YOUR OBJECTIVE ▸ Please extract the lines from the line with "--target wooden plank" to the line with "Mark the region of every instance of the wooden" and repeat them unchanged.

[START ENTRIES SHOWN]

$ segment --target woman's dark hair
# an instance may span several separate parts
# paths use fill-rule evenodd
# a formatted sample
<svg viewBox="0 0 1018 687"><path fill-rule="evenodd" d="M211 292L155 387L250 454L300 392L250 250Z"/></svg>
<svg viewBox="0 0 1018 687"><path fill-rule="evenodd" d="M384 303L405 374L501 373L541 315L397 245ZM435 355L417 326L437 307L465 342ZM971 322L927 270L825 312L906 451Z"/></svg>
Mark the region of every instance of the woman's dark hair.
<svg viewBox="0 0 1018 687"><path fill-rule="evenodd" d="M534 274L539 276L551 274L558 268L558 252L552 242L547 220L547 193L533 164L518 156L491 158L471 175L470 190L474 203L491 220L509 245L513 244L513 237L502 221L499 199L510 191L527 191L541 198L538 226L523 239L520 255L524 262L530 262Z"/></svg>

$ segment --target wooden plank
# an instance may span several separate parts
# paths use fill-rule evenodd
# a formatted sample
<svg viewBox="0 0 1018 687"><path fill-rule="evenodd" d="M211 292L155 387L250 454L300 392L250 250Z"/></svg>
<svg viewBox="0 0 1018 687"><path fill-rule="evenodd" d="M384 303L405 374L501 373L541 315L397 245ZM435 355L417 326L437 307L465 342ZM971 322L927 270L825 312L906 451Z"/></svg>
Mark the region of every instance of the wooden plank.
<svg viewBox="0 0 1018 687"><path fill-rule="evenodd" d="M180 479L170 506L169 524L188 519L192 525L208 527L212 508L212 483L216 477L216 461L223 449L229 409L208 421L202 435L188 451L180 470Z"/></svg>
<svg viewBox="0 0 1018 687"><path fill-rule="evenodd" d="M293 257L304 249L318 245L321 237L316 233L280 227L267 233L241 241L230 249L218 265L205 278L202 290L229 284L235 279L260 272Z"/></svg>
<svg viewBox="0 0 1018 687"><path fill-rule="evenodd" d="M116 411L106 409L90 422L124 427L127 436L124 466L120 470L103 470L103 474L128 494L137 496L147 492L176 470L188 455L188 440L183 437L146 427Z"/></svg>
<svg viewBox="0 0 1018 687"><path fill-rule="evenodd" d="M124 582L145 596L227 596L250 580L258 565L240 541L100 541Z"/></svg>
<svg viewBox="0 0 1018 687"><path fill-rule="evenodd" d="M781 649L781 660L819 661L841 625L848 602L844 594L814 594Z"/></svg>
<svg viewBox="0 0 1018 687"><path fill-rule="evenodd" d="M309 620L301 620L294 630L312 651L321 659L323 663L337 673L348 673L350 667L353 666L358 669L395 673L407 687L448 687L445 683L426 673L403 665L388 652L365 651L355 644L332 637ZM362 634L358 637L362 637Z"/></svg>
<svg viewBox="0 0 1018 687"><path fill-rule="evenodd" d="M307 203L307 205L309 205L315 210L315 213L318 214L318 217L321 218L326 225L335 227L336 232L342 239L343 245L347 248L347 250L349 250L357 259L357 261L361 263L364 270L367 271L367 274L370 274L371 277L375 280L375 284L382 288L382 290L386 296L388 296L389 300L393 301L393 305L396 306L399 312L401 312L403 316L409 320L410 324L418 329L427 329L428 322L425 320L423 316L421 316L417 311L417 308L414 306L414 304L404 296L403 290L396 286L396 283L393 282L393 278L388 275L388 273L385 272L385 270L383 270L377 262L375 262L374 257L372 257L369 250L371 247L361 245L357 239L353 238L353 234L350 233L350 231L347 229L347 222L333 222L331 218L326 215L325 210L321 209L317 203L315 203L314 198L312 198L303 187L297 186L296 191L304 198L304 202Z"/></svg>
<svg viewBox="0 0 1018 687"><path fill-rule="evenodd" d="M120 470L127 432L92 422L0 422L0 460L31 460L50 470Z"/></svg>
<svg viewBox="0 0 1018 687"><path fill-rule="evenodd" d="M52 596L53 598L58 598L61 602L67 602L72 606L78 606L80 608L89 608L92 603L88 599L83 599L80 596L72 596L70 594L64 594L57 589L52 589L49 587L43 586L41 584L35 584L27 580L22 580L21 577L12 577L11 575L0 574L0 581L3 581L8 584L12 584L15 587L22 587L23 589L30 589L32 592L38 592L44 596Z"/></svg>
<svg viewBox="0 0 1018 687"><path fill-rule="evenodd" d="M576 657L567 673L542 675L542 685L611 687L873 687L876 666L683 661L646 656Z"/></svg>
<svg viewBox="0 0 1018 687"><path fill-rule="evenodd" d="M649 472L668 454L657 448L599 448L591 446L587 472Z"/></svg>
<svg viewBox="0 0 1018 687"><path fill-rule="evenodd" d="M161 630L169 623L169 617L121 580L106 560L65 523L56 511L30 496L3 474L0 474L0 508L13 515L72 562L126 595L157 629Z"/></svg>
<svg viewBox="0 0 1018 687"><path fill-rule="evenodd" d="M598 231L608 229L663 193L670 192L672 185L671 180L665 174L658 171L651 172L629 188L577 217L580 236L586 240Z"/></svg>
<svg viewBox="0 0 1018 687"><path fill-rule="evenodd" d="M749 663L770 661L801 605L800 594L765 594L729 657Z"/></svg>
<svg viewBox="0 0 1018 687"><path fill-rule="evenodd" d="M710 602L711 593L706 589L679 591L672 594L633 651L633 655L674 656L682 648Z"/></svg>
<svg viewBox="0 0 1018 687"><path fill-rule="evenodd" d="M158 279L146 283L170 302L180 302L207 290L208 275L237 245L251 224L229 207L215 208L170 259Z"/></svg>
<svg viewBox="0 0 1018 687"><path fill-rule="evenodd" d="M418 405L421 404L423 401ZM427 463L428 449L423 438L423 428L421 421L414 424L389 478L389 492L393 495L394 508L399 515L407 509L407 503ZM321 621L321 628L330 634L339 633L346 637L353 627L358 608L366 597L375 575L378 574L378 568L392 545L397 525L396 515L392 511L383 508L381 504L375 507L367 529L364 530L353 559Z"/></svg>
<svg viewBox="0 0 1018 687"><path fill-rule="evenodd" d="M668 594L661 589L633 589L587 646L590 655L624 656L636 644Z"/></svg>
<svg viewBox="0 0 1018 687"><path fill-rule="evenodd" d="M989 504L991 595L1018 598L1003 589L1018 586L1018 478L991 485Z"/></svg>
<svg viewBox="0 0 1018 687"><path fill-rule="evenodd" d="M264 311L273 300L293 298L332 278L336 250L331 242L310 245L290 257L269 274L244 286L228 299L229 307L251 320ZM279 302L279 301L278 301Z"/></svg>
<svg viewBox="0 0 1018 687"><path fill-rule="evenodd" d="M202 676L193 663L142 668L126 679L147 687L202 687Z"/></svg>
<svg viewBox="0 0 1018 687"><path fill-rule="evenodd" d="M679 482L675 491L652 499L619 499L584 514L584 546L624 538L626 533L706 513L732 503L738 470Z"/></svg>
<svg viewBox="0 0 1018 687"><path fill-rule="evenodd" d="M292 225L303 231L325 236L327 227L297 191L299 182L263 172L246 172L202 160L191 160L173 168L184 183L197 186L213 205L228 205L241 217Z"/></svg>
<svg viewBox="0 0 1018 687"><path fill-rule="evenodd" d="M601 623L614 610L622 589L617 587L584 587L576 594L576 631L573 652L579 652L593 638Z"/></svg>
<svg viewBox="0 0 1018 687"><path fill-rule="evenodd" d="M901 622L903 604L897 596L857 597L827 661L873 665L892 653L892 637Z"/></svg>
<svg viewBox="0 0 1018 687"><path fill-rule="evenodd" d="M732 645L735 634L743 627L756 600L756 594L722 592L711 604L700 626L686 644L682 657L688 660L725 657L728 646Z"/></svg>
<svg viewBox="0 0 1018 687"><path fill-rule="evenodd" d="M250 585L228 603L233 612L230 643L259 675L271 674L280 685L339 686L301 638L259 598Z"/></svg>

[END ENTRIES SHOWN]

EXPECTED ANSWER ▸
$ segment --target wooden plank
# an instance may span several separate parts
# paths use fill-rule evenodd
# a formatted sample
<svg viewBox="0 0 1018 687"><path fill-rule="evenodd" d="M211 292L155 387L250 454L300 392L250 250Z"/></svg>
<svg viewBox="0 0 1018 687"><path fill-rule="evenodd" d="M384 303L405 374L501 373L541 315L397 245ZM435 355L417 326L437 307L465 342ZM971 322L927 270L825 312L906 451Z"/></svg>
Mark the region of every instance of the wooden plank.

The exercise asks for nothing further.